─── TRECHO DA PÁGINA
Eles são elementos constitutivos de suas ações. A narrativa do ódio não
deixa de ser coerente.
Nesse
sentido, o trabalho da CPI já começa a produzir os seus efeitos. Dentre
eles, assinale-se a importância que Bolsonaro e sua família e equipe
lhe estão atribuindo, mesmo que digam que ela nada significa. O seu
próprio dizer negativo mostra a sua valorização. Um dia destes, o
presidente afirmou, no seu cercadinho preferido, onde fanáticos
repercutem a suas falas destrutivas, entre os seus amigos ocasionais,
que os opositores da cloroquina são “canalhas” e a China está conduzindo
uma “guerra bacteriológica” ou algo similar.
──────
─── MATERIAL FORNECIDO
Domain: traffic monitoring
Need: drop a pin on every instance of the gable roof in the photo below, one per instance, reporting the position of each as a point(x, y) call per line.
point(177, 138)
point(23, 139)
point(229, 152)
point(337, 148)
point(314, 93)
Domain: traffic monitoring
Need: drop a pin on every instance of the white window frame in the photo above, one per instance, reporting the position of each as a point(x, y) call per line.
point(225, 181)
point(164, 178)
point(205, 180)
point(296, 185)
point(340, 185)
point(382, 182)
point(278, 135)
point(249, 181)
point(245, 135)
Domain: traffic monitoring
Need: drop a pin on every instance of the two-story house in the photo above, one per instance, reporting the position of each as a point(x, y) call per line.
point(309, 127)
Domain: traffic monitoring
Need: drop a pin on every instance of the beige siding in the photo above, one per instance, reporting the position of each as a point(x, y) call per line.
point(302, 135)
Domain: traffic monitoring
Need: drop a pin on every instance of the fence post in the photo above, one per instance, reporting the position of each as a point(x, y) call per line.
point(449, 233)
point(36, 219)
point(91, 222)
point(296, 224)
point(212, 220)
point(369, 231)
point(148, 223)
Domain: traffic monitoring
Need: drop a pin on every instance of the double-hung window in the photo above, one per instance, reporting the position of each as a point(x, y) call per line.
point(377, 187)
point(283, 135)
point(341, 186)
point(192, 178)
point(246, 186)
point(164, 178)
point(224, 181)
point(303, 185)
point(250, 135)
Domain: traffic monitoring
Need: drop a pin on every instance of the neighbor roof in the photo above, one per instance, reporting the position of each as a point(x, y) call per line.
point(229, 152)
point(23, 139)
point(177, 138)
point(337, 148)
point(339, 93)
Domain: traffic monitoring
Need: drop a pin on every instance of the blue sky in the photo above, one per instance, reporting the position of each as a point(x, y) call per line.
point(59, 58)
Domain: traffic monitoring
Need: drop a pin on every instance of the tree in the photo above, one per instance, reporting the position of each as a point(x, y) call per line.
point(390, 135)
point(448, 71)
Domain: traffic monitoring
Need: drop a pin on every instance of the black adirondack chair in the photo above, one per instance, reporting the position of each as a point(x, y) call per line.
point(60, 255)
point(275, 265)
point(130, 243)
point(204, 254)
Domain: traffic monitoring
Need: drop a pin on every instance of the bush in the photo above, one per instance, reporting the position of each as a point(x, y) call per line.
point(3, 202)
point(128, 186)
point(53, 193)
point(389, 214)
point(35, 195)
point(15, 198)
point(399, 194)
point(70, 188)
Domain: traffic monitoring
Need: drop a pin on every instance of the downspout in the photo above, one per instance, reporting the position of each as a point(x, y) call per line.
──────
TAREFAS DO EXERCÍCIO:
- 1) No trecho sobre a CPI, por que o fato de Bolsonaro e seu grupo dizerem que a CPI nada significa revela a importância que dão a ela? Responda em uma a três frases.
- 2) Escreva a continuação do trecho sobre a CPI a partir do ponto em que ele termina.
Os registros são um material separado do trecho.

SUAS RESPOSTAS:
- 1) Segundo o trecho, o próprio dizer negativo deles mostra que valorizam a CPI. Ao se ocuparem em afirmar que ela nada significa, já lhe estão atribuindo importância.

- 2)
Embora
tente o contrário, Bolsonaro exibe, aos gritos, a importância da CPI.
Ao reiterar a relevância “médica” da cloroquina, procura expor os
brasileiros ainda mais à doença e à morte, incentivando-a, ao mesmo
tempo que provoca o maior parceiro comercial, sanitário e médico do
País, para que nos retalie. Qual o seu objetivo? Reduzir a importação de
vacinas e dos seus insumos para a produção nacional? Alastrar ainda
mais a morte, num contexto de fome e desemprego?